═══ SUPPLIED PASSAGE
Laparoscopy, however, has not been demonstrated to reduce the morbidity of colorectal resections, likely because of the need to extend abdominal incisions for specimen extraction. Wound infection rates after laparoscopic colorectal surgery range from 2.7% to 12.8%,[23-25] with the extraction site accounting for up to 50% of those infections.[26] Additionally, hernia formation occurs in 3.6–24.3% of port sites after laparoscopic colorectal resection.[27-33] Thus, ongoing efforts have focused on developing strategies to minimize the need for sizeable abdominal incisions.

Natural orifice specimen extraction

The drive to maintain the advantages of laparoscopy and reduce wound-related complications led to natural orifice specimen extraction (NOSE). Multiple groups have successfully removed colorectal specimens transvaginally and transanally.[34-41] Park et al. compared laparoscopic right colectomy with transabdominal versus transvaginal extraction (n = 68), finding significantly decreased postoperative pain and LOS, as well as fewer wound infections and intra-abdominal abscesses, although these differences were not statistically significant.[42] Franklin et al. reported a series of 432 patients who underwent laparoscopic low anterior resection (LAR) with or without transanal extraction for rectal cancer. Two-year local recurrence rates, intraoperative complications, postoperative complications, and LOS were comparable.[43, 44]

Additional studies have confirmed infection rates following transanal NOSE versus transabdominal colorectal resections to be equivalent.[45, 46] One prospective study found no infection-related complications after transanal specimen extraction for diverticulitis despite positive polymicrobial peritoneal cultures.[47] Furthermore, anal sphincter function was not negatively impacted by transanal NOSE,[48, 49] with patients reporting significant improvement in their quality of life at 6-month follow up.[50]

Overall, based on these few non-randomized NOSE studies, transvaginal and transanal extraction of colorectal resection specimens appears to be safe, associated with reduced pain and shorter LOS, and offering at least the cosmetic benefit of eliminating extraction site incisions.
══════
> _DIRECTIONS_
1/ Retype the passage on colorectal specimen extraction from "Laparoscopy, however, has" to "sizeable abdominal incisions.".
2/ Write what comes next in the passage on colorectal specimen extraction, picking up after its final sentence.
═══ SOURCE INFORMATION
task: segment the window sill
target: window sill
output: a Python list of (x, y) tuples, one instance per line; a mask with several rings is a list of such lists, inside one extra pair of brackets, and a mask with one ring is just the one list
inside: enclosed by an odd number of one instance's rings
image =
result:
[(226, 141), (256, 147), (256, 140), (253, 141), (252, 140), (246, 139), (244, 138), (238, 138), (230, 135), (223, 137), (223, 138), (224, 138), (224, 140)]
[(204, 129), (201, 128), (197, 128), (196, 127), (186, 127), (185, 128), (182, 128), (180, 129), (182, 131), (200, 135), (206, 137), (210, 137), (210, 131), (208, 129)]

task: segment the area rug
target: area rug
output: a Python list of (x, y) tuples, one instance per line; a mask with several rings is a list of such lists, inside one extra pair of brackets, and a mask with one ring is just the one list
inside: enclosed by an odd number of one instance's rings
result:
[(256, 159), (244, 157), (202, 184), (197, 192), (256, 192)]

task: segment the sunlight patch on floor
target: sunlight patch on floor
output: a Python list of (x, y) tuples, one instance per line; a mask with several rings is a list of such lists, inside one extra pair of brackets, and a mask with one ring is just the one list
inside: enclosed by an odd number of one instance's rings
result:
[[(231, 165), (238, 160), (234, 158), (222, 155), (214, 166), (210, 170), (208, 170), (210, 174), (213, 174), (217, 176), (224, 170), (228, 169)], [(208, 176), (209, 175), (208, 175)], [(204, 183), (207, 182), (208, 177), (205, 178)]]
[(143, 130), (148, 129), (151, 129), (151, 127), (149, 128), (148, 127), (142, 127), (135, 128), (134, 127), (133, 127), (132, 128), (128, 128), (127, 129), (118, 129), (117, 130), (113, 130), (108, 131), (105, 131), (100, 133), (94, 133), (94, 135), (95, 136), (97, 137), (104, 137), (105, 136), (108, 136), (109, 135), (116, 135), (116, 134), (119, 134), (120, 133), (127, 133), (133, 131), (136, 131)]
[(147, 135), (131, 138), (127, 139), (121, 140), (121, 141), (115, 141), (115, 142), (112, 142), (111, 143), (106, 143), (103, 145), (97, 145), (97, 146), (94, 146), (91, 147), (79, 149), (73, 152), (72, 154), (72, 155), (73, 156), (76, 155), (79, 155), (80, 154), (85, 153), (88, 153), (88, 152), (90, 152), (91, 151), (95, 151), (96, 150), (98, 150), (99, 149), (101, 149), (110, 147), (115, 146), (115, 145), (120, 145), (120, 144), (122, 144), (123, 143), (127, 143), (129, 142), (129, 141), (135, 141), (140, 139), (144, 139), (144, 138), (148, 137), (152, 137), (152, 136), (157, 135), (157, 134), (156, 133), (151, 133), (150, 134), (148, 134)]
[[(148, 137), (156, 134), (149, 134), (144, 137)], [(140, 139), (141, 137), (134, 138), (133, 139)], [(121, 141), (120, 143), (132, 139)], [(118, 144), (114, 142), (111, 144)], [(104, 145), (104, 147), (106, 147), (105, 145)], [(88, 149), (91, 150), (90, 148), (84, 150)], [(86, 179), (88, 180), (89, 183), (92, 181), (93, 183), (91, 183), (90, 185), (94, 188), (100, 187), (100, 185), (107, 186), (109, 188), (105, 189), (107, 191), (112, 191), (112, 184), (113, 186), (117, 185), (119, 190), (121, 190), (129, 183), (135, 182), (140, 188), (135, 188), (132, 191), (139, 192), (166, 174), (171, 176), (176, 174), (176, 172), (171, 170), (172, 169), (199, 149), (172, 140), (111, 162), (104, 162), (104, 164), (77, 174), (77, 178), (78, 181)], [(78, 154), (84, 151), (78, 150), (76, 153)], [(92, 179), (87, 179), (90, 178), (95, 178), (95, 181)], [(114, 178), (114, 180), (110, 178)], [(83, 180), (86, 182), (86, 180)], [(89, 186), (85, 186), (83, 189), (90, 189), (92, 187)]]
══════
> _WRITTEN RESPONSES_
1/
Laparoscopy, however, has not been demonstrated to reduce the morbidity of colorectal resections, likely because of the need to extend abdominal incisions for specimen extraction. Wound infection rates after laparoscopic colorectal surgery range from 2.7% to 12.8%,[23-25] with the extraction site accounting for up to 50% of those infections.[26] Additionally, hernia formation occurs in 3.6–24.3% of port sites after laparoscopic colorectal resection.[27-33] Thus, ongoing efforts have focused on developing strategies to minimize the need for sizeable abdominal incisions.

2/
Transanal excision

In 1977, Morson et al. harkened back to local excision and described a series of full-thickness local excisions of rectal cancer by transanal excision (TAE) in which only three of 91 patients recurred.[51] Subsequent studies failed to reproduce such good results, however. Failure rates after TAE of 7–40% and 25–62% for T1 and T2 tumors, respectively, were reported, much higher than those after TME (0–7% for T1 tumors, 3–15% for T2 tumors).[52-59] For those patients who did recur after TAE, 5-year survival of only 30–53% after salvage surgery has been reported.[60]

High failure rates following local excision for high-risk T1 and more advanced rectal cancers is attributed to the increasing rate of nodal involvement with more advanced T stage.[53, 60] One study showed that for T1 and T2 tumors with favorable histological features, 7% and 14% had nodal metastases, respectively. T1 and T2 tumors with high-risk features had 33% and 30% risk of nodal involvement, respectively.[61] Furthermore, current staging modalities, including endorectal ultrasound (ERUS) and pelvic magnetic resonance imaging (MRI), are still not entirely predictive of nodal involvement.[62, 63]

Thus, TAE is traditionally reserved for patients with carefully selected tumors, including preoperatively staged T1 tumors that are mobile, occupy <40% of the lumen, well differentiated with no evidence of lymphovascular invasion, and are confined within the superficial submucosa (sm1 or sm2). TAE is also routinely used for palliation in patients not suitable for radical surgery.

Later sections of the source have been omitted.